### TEXTE EXTRAIT:

%%

Les
pieds-noirs spoliés en appellent à l'Europe
Pour
ces pieds-noirs, l'Etat est coupable de fermer les yeux sur le sort
qui leur est fait en Corse. Alors, vingt-deux rapatriés d'Algérie
ont déposé des recours devant la Cour européenne
des droits de l'homme. «Violations du droit au respect des
biens», «privations de propriété»
et «violations de domicile» : les plaignants disent
avoir été dépossédés par des
insulaires qui occuperaient leurs propriétés illégalement,
au vu et au su des autorités.
La juridiction européenne a été saisie par
des membres de l'Association des Français rapatriés
et spoliés de Corse. «Elle regroupe notamment des propriétaires
fonciers et des exploitants agricoles qui continuent de subir impunément
des actes de spoliation résultant d'agissements délictueux
d'une particulière gravité», assure Me Alain
Garay. Et l'avocat parisien d'évoquer cette famille chassée
de ses terres par des militants nationalistes. Arrivée en
Haute-Corse en 1962, elle était à la tête d'un
domaine agricole de 35 hectares. Dans les années 90, elle
fait l'objet de menaces émanant des clandestins du FLNC tandis
que, parallèlement, la propriété est occupée
par des indépendantistes au nom de «la défense
de l'agriculture corse». L'un d'eux finira par s'installer
sur l'exploitation. Aux dires de Me Garay, les choses sont demeurées
en l'état depuis. «L'ordonnance de référé
du tribunal de Bastia du 22 novembre 2000 ordonnant l'expulsion
de cette personne n'a jamais été exécutée»,
explique-t-il sans donner d'autres détails, dans l'attente
de la communication qu'il prépare pour vendredi à
Aix-en-Provence.
«En 1983, une vingtaine d'individus sont entrés dans
notre domaine les armes à la main et ont occupé nos
maisons. En 1998, la cour d'appel de Bastia a ordonné l'expulsion
des intrus mais rien n'a changé. Nos maisons sont toujours
occupées, nous n'arrivons pas à récupérer
nos biens et les loyers sont perçus par d'autres personnes
que nous», renchérit cette rapatriée qui a fini
par se réinstaller dans la région de Marseille et
qui préfère taire son identité.
En Corse, les «pieds-noirs» sont indissociables d'un
épisode que l'on considère communément comme
le point de départ de la violence «politique»

%%

### ENREGISTREMENTS:
%%

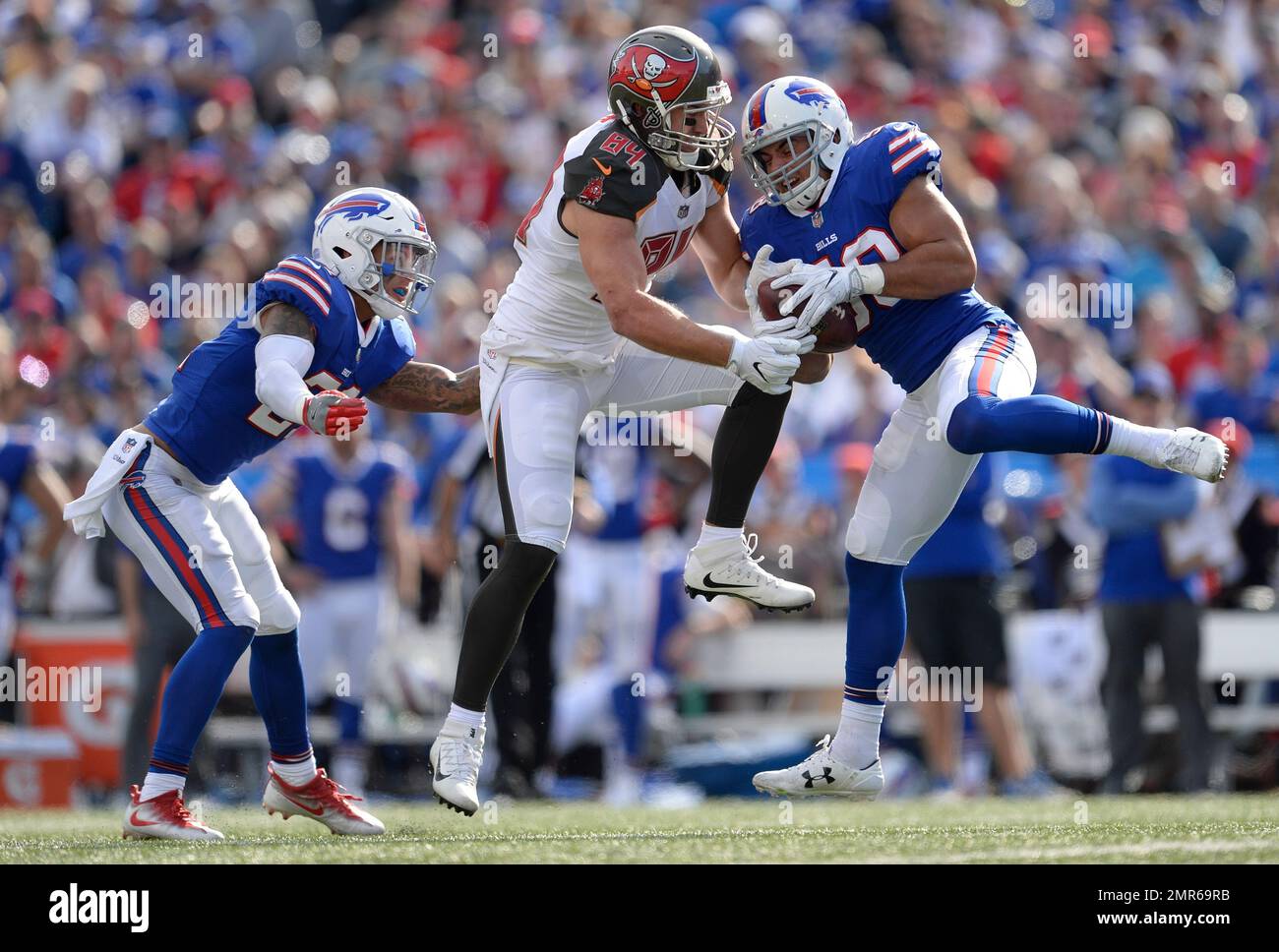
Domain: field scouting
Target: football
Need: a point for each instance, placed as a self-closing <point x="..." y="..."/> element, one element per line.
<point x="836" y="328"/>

%%
%%

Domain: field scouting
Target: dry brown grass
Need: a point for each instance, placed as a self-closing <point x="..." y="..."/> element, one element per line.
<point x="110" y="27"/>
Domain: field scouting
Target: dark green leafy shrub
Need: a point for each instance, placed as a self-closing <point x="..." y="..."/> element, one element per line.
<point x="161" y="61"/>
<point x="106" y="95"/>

%%
%%

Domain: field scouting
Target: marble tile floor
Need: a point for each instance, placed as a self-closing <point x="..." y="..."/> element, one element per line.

%%

### CONSIGNE A:
Selon l'article sur les pieds-noirs spoliés de Corse, quelle était la superficie du domaine agricole dirigé par la famille arrivée en Haute-Corse en 1962 ?
### CONSIGNE B:
Donnez la suite de l'article sur les pieds-noirs spoliés de Corse, à partir de l'endroit où il s'arrête.
Les enregistrements n'ont aucun rôle ici.

### RÉPONSE A:
35 hectares.

### RÉPONSE B:
: Aleria. Le 22 août 1975, l'occupation d'une cave viticole
appartenant à un rapatrié d'Algérie s'y termine
dans un bain de sang : deux gendarmes tués, plusieurs occupants
blessés. La veille, cette cave avait été investie
par des militants de l'ARC (Action régionaliste corse). Emmenés
par Edmond Simeoni, aujourd'hui chef de file d'Unione naziunale,
le groupe d'élus nationalistes à l'Assemblée
de Corse, ils entendaient notamment dénoncer... la «spoliation»
des Corses orchestrée par l'Etat au profit des pieds-noirs,
et cela via la Somivac. Cette Société de mise en valeur
de la Corse avait été créée à
la fin des années 50 pour viabiliser les terres à
vocation agricole et les revendre à des exploitants insulaires.
Mais, à la demande du gouvernement de l'époque, elle
en avait cédé l'essentiel – 90% – aux
rapatriés affluant sur l'île à partir de 1961.
Au total, ils seraient près de 17 000 à avoir alors
trouvé refuge en Corse.
Selon le président du Parti pied-noir, qui compte une vingtaine
d'adhérents en Corse, «beaucoup de rapatriés
ont, depuis, quitté l'île dans des conditions extrêmement
difficiles, spoliés une seconde fois, directement ou indirectement».
«Certains ont vendu leurs biens, d'autres ont été
obligés de partir précipitamment», poursuit-il,
évoquant les nombreux attentats dont été victimes
ces Français d'Algérie qualifiés de «colons»
par les nationalistes. Mais, pour Christian Chembré, «les
gouvernements ont toujours évacué le problème».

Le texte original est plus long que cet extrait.